- **Work instructions**: Please return each line of the listing below that contains the string "shirt", copied unchanged.

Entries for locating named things

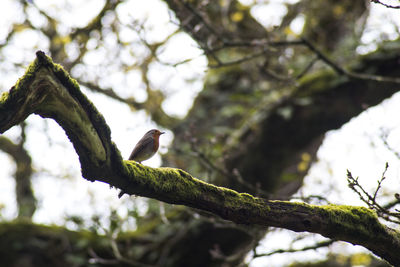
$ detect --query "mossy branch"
[0,52,400,266]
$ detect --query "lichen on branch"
[0,52,400,266]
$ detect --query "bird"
[129,129,165,164]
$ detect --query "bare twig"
[347,168,400,224]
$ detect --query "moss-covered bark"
[0,52,400,265]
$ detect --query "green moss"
[0,92,9,104]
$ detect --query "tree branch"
[0,52,400,266]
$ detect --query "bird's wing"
[129,137,153,160]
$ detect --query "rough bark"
[0,52,400,266]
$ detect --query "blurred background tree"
[0,0,400,266]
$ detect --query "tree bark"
[0,52,400,266]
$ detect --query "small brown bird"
[129,129,165,163]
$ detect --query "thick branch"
[0,52,400,266]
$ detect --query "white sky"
[0,0,400,266]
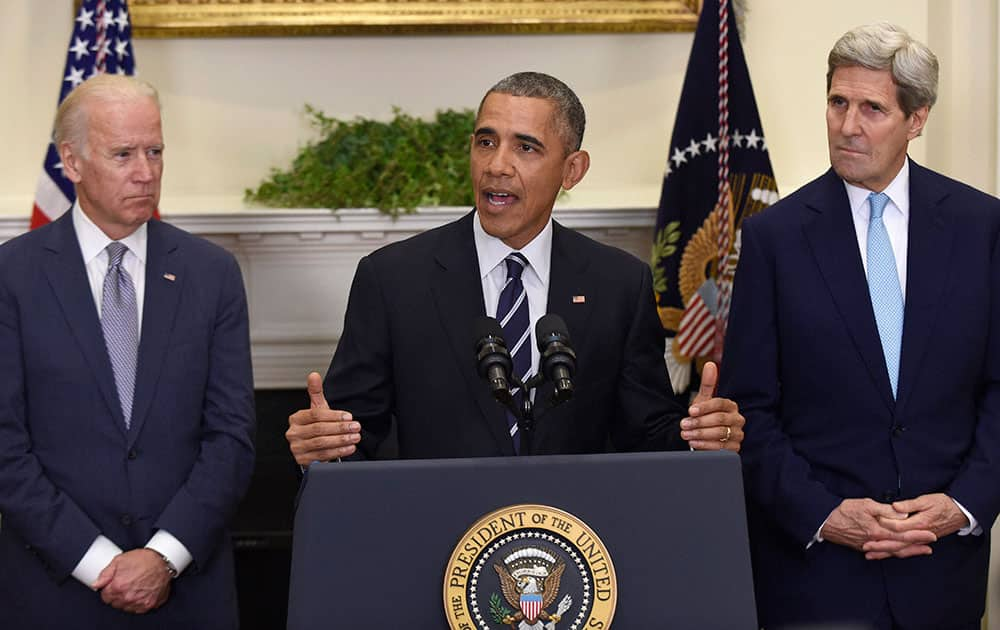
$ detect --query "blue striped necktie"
[497,252,531,454]
[868,193,903,398]
[101,241,139,430]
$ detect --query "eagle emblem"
[493,547,573,630]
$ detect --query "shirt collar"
[844,156,910,220]
[72,200,147,265]
[472,212,552,287]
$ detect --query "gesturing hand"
[285,372,361,466]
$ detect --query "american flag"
[31,0,142,229]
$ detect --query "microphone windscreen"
[535,313,569,352]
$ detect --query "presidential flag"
[651,0,778,391]
[31,0,135,229]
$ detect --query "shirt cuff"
[72,535,122,590]
[948,497,983,536]
[806,510,836,549]
[146,529,194,575]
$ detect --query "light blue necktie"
[868,193,903,398]
[497,252,531,454]
[101,241,139,430]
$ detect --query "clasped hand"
[821,493,969,560]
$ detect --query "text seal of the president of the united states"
[444,504,618,630]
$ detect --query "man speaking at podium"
[286,72,744,466]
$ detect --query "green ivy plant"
[246,105,475,218]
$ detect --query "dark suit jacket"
[720,161,1000,629]
[325,212,685,458]
[0,212,254,628]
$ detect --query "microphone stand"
[506,373,545,455]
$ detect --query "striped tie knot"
[504,252,528,280]
[868,193,889,220]
[105,241,128,269]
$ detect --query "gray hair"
[52,74,160,156]
[826,22,938,116]
[476,72,587,155]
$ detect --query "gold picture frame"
[129,0,701,38]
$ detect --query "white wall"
[0,0,996,216]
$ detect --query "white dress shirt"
[472,213,552,380]
[72,202,192,588]
[806,157,983,549]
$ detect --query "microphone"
[472,316,514,406]
[535,313,576,405]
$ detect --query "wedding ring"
[719,426,733,444]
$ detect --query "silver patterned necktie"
[101,242,139,430]
[497,252,531,454]
[868,193,903,398]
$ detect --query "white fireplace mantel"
[0,208,656,389]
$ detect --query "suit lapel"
[535,222,599,424]
[897,160,955,414]
[431,211,514,455]
[129,220,187,444]
[43,211,125,433]
[802,169,895,409]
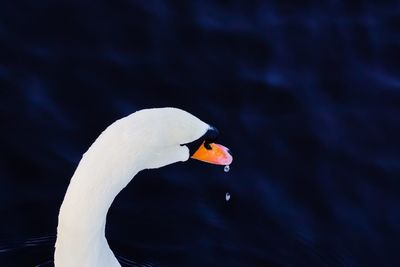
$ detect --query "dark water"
[0,0,400,266]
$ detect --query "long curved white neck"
[54,108,209,267]
[54,120,142,267]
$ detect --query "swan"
[54,108,232,267]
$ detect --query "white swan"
[54,108,232,267]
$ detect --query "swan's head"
[121,108,232,168]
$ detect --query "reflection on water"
[0,236,167,267]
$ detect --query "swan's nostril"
[204,142,212,150]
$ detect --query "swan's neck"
[54,122,144,267]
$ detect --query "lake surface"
[0,0,400,266]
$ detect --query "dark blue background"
[0,0,400,266]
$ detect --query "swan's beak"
[191,142,233,165]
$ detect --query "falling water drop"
[224,165,230,172]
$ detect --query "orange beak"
[191,142,233,165]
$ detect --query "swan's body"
[54,108,233,267]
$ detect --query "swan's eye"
[185,126,219,156]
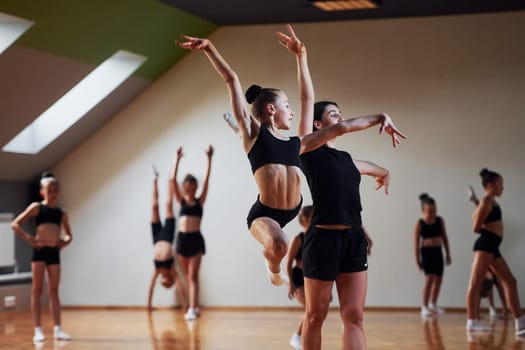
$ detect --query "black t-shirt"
[301,145,362,227]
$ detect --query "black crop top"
[301,145,361,227]
[419,216,442,239]
[248,126,301,173]
[483,204,502,224]
[179,198,202,218]
[295,232,304,261]
[35,203,62,226]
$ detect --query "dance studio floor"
[0,309,525,350]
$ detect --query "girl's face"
[314,104,343,129]
[271,92,294,130]
[486,176,504,197]
[182,181,197,198]
[421,203,437,219]
[40,182,59,202]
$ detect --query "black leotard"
[419,216,442,239]
[301,145,362,227]
[179,198,202,218]
[35,203,63,226]
[248,126,301,173]
[483,204,502,224]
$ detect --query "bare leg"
[302,278,334,350]
[31,261,46,327]
[47,264,61,326]
[491,257,523,318]
[335,271,368,350]
[467,251,494,320]
[250,217,288,273]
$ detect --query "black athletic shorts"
[246,197,303,229]
[175,231,206,258]
[303,226,368,281]
[420,246,444,277]
[292,266,304,287]
[151,218,175,244]
[474,229,502,258]
[31,247,60,265]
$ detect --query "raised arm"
[354,159,390,194]
[276,24,315,136]
[148,269,159,311]
[414,220,423,270]
[441,219,452,265]
[199,145,213,205]
[11,202,39,247]
[176,35,254,150]
[170,147,184,204]
[286,236,301,299]
[58,211,73,249]
[472,197,492,233]
[300,113,406,153]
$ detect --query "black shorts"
[474,229,502,258]
[420,246,444,277]
[153,257,175,269]
[151,218,175,244]
[246,197,303,229]
[292,266,304,287]
[175,231,206,258]
[31,247,60,265]
[303,226,368,281]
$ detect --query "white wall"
[54,12,525,307]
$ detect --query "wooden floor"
[0,310,525,350]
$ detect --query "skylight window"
[0,12,34,55]
[2,50,146,154]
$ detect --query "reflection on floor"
[0,309,525,350]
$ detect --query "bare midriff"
[481,221,503,238]
[179,215,201,233]
[153,241,173,261]
[254,164,301,210]
[36,222,60,247]
[421,237,442,247]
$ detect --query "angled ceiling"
[0,0,216,181]
[161,0,525,25]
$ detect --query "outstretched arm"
[300,113,406,153]
[276,24,315,136]
[176,35,253,150]
[199,145,213,205]
[354,159,390,194]
[170,147,184,204]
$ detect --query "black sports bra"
[483,204,502,224]
[419,216,441,239]
[179,198,202,218]
[248,126,301,173]
[35,203,62,226]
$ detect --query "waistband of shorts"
[257,194,303,213]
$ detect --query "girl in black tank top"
[173,145,213,320]
[466,169,525,336]
[414,193,452,317]
[11,173,73,342]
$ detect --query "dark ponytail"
[479,168,501,187]
[244,85,280,118]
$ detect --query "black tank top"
[301,145,362,227]
[248,126,301,173]
[419,216,441,239]
[179,198,202,218]
[483,204,502,224]
[295,232,304,261]
[35,203,62,226]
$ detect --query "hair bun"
[419,193,430,201]
[40,171,55,179]
[244,84,262,104]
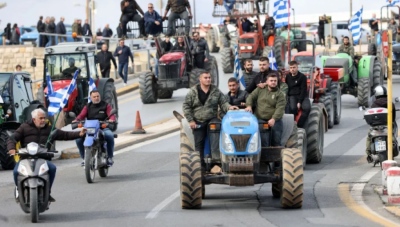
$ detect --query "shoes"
[107,158,114,167]
[49,195,56,203]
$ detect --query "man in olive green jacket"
[246,73,286,147]
[183,71,239,160]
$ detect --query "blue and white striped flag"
[349,8,363,45]
[88,77,97,103]
[47,69,80,117]
[46,69,54,95]
[268,49,278,70]
[273,0,290,28]
[386,0,400,6]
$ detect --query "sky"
[0,0,394,31]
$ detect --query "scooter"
[15,142,57,223]
[364,108,400,167]
[71,110,118,184]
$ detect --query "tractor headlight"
[39,162,49,176]
[247,132,259,153]
[221,133,235,153]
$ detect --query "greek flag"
[47,69,80,117]
[386,0,400,6]
[46,69,54,95]
[88,77,97,103]
[268,49,278,70]
[349,8,363,45]
[273,0,290,28]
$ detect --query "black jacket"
[97,51,117,69]
[246,68,279,94]
[285,72,307,103]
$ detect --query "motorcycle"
[71,110,118,184]
[14,142,57,223]
[364,108,400,167]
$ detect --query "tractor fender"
[317,103,328,132]
[97,78,114,99]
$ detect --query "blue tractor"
[174,110,307,209]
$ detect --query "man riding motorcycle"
[73,90,115,166]
[7,109,86,202]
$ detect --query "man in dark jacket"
[285,61,311,128]
[74,90,116,166]
[246,57,278,94]
[114,39,134,86]
[7,109,86,202]
[121,0,145,38]
[190,32,210,69]
[97,44,117,78]
[144,3,162,36]
[56,17,67,43]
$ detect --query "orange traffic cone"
[131,111,146,134]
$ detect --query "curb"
[58,126,180,160]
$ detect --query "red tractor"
[139,36,219,104]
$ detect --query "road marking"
[338,169,400,226]
[146,190,180,219]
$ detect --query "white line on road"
[146,190,180,219]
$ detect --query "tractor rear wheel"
[139,72,158,104]
[179,151,203,209]
[306,105,325,163]
[319,92,335,128]
[329,82,342,125]
[281,148,303,208]
[0,130,15,170]
[357,78,372,108]
[221,47,235,73]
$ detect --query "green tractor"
[0,72,46,170]
[321,53,383,107]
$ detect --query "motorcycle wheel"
[29,188,39,223]
[85,147,96,184]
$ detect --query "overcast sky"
[0,0,386,30]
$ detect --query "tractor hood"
[159,52,185,64]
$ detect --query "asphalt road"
[0,52,400,227]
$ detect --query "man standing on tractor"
[73,90,116,166]
[338,36,358,87]
[120,0,145,38]
[183,71,238,168]
[190,32,210,69]
[285,61,311,128]
[246,72,286,147]
[246,57,277,94]
[7,109,86,202]
[243,58,257,87]
[163,0,192,36]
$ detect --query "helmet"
[374,85,387,97]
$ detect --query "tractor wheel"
[329,82,342,125]
[189,68,203,87]
[139,72,158,104]
[319,92,335,128]
[306,105,325,163]
[297,128,307,167]
[274,36,285,67]
[372,59,383,89]
[179,151,203,209]
[281,148,303,208]
[204,56,219,87]
[103,82,118,131]
[158,89,174,99]
[221,47,235,73]
[368,43,376,56]
[0,130,15,170]
[357,78,372,108]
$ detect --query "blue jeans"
[75,128,114,159]
[13,161,57,191]
[118,62,128,83]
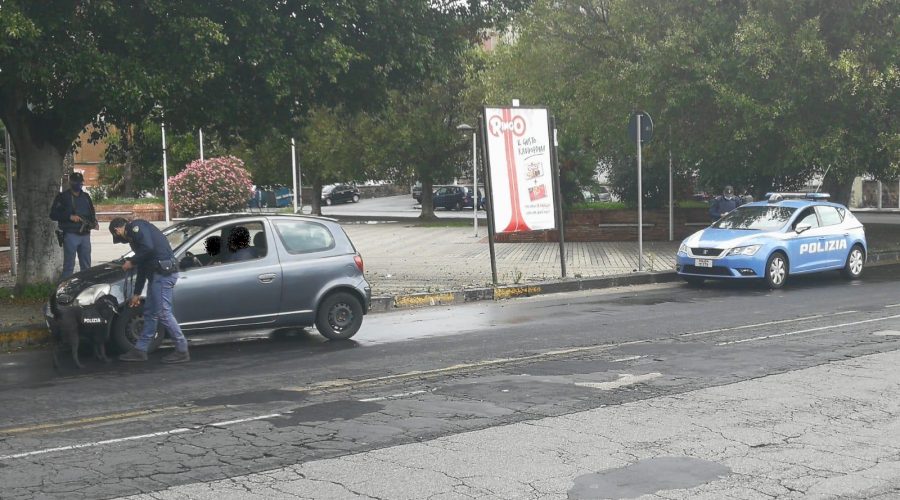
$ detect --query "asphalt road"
[0,266,900,499]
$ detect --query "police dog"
[50,296,117,370]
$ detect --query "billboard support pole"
[637,113,644,272]
[550,116,566,278]
[475,113,497,286]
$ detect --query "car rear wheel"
[841,245,866,280]
[316,292,363,340]
[112,305,165,353]
[766,252,788,290]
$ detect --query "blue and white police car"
[675,193,867,288]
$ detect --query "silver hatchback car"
[44,214,372,350]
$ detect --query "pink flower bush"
[169,156,253,217]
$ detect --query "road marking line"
[610,356,646,363]
[0,427,194,462]
[716,314,900,346]
[359,391,431,403]
[281,339,658,393]
[209,412,291,427]
[575,372,662,391]
[679,311,858,337]
[0,411,293,462]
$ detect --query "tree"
[0,0,526,286]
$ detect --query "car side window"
[816,207,844,226]
[794,207,819,229]
[275,221,334,254]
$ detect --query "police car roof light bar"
[766,193,831,203]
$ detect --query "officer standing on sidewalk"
[50,172,99,279]
[109,217,191,363]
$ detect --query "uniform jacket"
[50,189,97,234]
[125,219,175,295]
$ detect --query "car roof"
[741,200,847,209]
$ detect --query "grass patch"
[96,198,163,205]
[0,283,56,304]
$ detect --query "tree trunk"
[309,180,322,216]
[10,134,63,290]
[419,176,438,220]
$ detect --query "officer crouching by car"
[109,217,191,363]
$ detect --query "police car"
[675,193,867,288]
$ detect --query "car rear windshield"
[712,206,797,231]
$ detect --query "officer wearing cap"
[109,217,191,363]
[50,172,99,279]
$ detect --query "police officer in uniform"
[109,217,191,363]
[50,172,99,279]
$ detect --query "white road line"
[359,391,431,403]
[209,412,291,427]
[610,356,646,363]
[575,372,662,391]
[0,427,194,462]
[679,311,858,337]
[0,412,291,462]
[716,314,900,346]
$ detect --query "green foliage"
[485,0,900,205]
[169,156,253,217]
[0,283,56,304]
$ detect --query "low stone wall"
[94,203,166,222]
[495,208,709,243]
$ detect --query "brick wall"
[496,208,709,243]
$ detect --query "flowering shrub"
[169,156,253,217]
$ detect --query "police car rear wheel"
[112,305,165,352]
[843,245,866,280]
[766,252,787,289]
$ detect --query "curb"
[7,251,900,352]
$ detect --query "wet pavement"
[0,266,900,499]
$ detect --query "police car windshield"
[712,206,797,231]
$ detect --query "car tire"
[841,245,866,280]
[110,304,166,353]
[316,292,363,340]
[681,276,706,287]
[765,252,788,290]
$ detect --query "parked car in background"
[322,184,359,205]
[44,214,371,352]
[432,186,484,210]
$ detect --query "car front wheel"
[766,252,788,290]
[316,292,363,340]
[841,245,866,280]
[112,304,165,353]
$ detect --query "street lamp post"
[456,123,481,238]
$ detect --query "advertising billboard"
[483,107,556,233]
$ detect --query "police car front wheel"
[766,252,788,290]
[842,245,866,280]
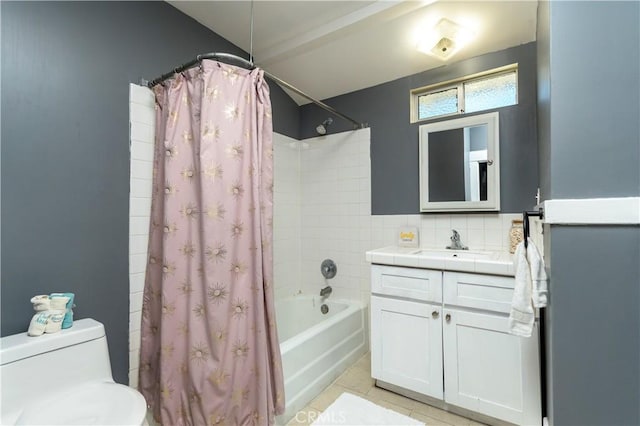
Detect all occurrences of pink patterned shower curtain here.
[140,60,284,425]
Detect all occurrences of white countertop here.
[365,246,515,276]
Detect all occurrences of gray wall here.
[538,2,640,426]
[1,1,299,383]
[300,42,538,214]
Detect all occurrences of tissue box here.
[398,226,420,247]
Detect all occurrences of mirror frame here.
[418,112,500,212]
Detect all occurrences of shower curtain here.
[139,60,284,425]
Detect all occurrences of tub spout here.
[320,285,333,297]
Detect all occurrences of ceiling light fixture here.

- **Output for this task**:
$ detect --query "shirt collar"
$ detect --query "shirt cuff"
$ detect --query "white dress shirt"
$ detect --query "black t-shirt"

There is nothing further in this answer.